Aim: Reproduce verbatim the stretch of the data below from the line containing "segment lamp shade, all instances" through the line containing "Return the outline of every instance of the lamp", with both of those lines included.

Data extract:
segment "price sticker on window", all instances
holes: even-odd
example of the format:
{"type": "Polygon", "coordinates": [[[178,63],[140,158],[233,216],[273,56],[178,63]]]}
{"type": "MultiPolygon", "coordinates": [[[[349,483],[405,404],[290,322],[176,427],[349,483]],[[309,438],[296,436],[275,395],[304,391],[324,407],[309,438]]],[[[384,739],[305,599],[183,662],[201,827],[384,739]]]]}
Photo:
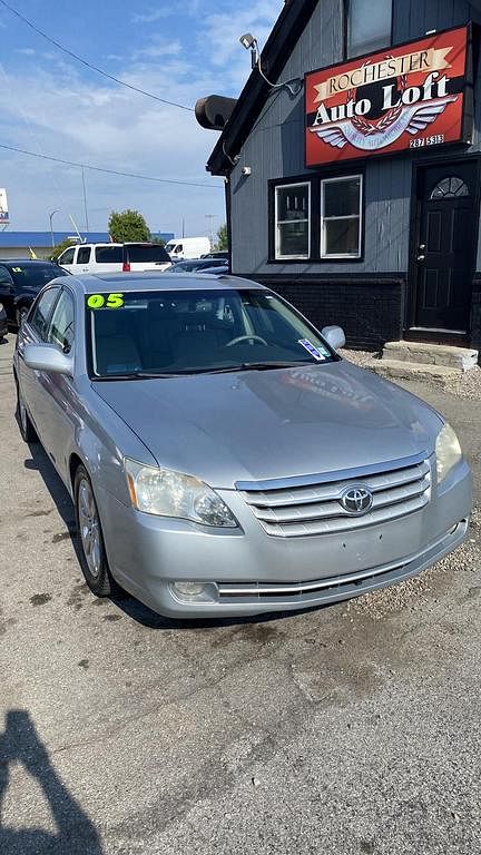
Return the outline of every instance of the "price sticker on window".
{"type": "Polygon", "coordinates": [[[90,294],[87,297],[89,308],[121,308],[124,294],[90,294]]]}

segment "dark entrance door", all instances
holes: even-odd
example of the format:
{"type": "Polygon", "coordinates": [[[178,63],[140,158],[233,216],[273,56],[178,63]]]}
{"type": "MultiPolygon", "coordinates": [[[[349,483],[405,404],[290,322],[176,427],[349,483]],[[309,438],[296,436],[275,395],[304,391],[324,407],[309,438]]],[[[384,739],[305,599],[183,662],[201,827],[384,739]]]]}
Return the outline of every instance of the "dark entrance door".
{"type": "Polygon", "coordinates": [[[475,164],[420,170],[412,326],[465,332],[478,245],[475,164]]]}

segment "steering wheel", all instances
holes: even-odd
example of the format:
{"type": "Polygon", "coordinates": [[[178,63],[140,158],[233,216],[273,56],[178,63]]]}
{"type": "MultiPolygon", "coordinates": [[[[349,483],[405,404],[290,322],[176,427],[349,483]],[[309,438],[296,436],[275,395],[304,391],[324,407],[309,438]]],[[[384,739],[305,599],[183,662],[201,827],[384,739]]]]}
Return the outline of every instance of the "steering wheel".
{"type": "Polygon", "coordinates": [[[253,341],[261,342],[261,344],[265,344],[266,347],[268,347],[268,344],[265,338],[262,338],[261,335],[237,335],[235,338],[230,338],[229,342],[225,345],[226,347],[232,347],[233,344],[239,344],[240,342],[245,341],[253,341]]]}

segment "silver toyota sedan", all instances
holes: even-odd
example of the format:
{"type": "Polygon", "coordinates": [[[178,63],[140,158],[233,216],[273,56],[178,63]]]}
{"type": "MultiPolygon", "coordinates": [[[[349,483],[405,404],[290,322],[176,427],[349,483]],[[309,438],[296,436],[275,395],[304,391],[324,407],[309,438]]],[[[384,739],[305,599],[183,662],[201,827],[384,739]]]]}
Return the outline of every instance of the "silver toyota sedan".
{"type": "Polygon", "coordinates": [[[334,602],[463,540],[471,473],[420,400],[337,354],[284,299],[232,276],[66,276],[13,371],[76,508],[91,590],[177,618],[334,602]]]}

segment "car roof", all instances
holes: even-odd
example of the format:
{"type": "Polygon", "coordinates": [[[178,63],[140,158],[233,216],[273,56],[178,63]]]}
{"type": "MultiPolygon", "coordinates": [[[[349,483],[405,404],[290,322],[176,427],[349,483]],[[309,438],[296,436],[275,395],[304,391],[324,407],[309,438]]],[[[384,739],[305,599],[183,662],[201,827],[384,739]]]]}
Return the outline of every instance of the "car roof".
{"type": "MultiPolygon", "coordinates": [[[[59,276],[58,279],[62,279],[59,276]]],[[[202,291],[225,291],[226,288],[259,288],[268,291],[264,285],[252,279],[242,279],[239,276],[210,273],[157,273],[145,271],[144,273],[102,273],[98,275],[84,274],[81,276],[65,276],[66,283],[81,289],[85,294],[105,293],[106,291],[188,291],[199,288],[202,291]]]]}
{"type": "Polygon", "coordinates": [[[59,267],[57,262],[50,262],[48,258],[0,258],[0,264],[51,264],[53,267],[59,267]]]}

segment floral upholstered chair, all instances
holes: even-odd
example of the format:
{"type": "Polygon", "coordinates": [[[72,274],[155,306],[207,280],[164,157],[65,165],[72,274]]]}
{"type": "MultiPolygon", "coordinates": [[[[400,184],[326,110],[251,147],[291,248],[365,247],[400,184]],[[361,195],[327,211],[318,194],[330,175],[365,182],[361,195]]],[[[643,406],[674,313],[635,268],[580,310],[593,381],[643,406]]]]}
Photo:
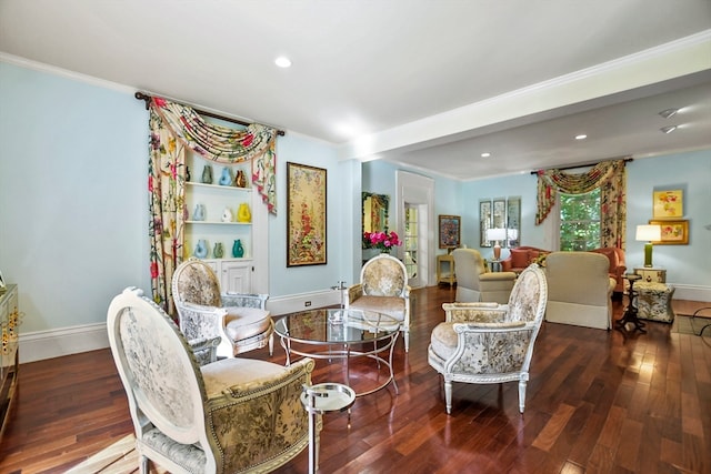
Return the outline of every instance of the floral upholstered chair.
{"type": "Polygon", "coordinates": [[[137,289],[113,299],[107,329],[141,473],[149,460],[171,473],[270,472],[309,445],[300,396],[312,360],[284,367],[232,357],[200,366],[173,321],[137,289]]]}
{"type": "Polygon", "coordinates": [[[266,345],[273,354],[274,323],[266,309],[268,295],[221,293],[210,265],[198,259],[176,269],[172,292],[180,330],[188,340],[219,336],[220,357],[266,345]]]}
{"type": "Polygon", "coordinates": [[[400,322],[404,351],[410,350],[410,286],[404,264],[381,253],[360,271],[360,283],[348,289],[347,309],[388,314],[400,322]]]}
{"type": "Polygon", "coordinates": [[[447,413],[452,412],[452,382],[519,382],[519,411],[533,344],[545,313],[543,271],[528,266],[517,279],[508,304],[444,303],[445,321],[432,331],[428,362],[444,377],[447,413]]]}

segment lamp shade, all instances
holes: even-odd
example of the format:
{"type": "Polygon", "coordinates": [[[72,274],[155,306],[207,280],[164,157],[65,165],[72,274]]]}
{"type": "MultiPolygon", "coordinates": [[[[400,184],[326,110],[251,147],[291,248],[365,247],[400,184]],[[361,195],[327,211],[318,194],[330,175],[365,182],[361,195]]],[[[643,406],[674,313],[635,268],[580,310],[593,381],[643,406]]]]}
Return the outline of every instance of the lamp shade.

* * *

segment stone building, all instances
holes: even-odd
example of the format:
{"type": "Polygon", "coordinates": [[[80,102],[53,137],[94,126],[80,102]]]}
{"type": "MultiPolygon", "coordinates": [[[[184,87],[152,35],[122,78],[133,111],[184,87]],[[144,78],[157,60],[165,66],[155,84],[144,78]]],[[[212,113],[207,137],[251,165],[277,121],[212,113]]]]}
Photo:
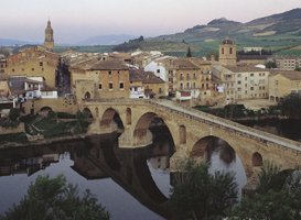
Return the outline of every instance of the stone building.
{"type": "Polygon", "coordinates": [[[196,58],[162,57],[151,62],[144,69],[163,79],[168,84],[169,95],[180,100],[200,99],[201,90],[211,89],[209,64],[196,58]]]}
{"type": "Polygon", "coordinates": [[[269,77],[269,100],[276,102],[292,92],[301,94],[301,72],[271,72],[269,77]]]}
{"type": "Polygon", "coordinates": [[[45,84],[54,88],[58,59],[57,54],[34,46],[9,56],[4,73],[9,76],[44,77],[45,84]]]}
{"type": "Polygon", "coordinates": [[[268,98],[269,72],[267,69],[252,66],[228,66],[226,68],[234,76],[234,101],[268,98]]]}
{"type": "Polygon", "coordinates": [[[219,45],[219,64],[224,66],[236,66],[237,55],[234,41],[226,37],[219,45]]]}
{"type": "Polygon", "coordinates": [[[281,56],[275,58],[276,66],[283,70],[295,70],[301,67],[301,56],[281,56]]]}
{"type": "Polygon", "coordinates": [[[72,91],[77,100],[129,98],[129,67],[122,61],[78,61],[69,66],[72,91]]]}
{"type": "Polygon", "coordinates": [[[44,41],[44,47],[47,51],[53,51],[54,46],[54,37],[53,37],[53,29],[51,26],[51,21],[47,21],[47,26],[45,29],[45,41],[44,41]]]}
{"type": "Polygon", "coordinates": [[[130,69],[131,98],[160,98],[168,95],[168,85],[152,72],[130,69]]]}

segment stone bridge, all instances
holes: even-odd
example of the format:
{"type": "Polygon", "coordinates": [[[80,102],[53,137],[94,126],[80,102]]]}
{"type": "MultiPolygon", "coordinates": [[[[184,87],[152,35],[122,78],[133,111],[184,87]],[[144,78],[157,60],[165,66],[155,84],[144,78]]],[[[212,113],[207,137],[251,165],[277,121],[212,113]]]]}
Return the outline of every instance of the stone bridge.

--

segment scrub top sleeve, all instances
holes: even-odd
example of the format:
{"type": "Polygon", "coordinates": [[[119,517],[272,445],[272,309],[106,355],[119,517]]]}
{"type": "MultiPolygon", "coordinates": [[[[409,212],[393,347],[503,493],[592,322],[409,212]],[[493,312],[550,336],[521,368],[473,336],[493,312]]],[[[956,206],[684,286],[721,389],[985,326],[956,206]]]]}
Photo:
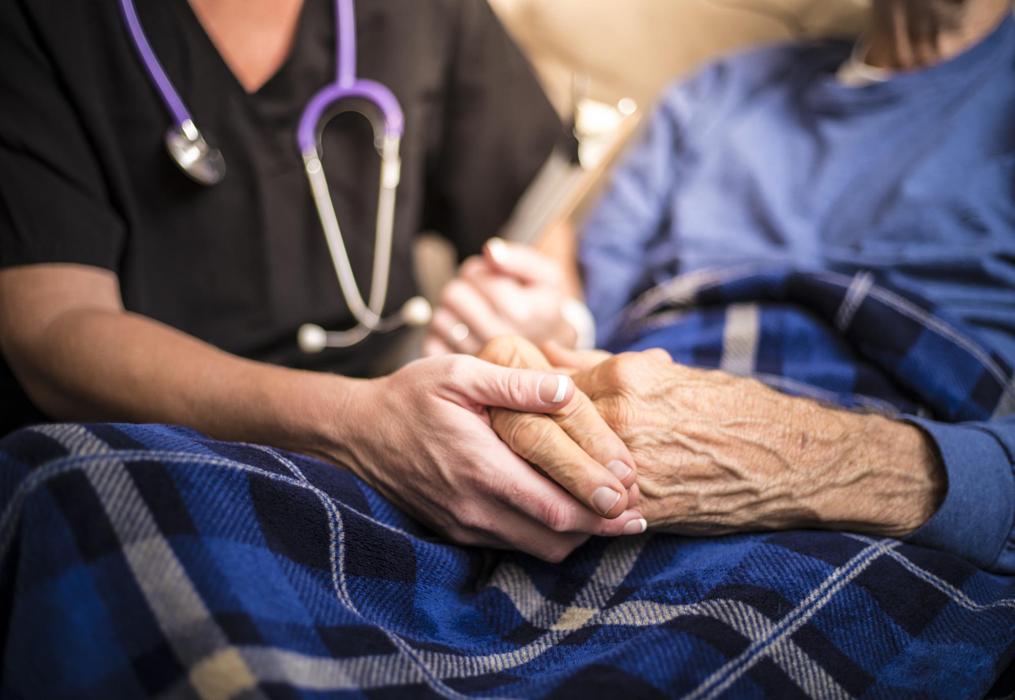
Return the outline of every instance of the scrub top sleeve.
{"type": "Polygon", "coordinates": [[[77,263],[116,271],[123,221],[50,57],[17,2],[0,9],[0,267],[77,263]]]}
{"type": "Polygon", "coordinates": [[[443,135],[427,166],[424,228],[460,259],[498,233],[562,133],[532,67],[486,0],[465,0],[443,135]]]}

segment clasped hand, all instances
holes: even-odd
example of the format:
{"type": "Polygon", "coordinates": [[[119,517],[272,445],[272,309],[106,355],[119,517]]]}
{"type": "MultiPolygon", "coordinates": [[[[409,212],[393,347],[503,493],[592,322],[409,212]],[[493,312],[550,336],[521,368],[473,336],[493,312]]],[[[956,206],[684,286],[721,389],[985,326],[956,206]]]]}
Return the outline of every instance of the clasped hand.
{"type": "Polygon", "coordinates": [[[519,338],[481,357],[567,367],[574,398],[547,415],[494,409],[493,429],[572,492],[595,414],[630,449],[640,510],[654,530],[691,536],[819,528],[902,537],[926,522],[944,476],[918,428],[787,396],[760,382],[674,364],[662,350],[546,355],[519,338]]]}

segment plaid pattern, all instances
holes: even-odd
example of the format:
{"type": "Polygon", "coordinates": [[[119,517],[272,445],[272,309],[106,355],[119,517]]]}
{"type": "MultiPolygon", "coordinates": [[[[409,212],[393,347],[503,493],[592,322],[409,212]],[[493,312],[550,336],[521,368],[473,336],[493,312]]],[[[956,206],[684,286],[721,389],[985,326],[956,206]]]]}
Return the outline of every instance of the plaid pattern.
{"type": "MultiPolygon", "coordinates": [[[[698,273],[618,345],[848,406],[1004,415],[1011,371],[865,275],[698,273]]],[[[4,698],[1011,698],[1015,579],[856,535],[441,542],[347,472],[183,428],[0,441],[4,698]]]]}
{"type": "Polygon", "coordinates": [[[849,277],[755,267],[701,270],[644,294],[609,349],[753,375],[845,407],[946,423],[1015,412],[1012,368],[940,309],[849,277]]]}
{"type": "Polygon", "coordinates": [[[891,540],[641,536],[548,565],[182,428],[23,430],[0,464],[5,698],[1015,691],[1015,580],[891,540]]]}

Problem solution:
segment lamp shade, all instances
holes: even-odd
example of the format:
{"type": "Polygon", "coordinates": [[[72,274],[155,306],[207,280],[164,157],[65,165],[72,274]]]}
{"type": "MultiPolygon", "coordinates": [[[[400,184],[326,110],[251,147],[291,248],[365,247],[400,184]],[[361,195],[327,211],[318,194],[330,175],[365,182],[361,195]]],[[[643,406],[674,313],[635,268],[580,310],[593,381],[643,406]]]]}
Return the outline of every instance of the lamp shade.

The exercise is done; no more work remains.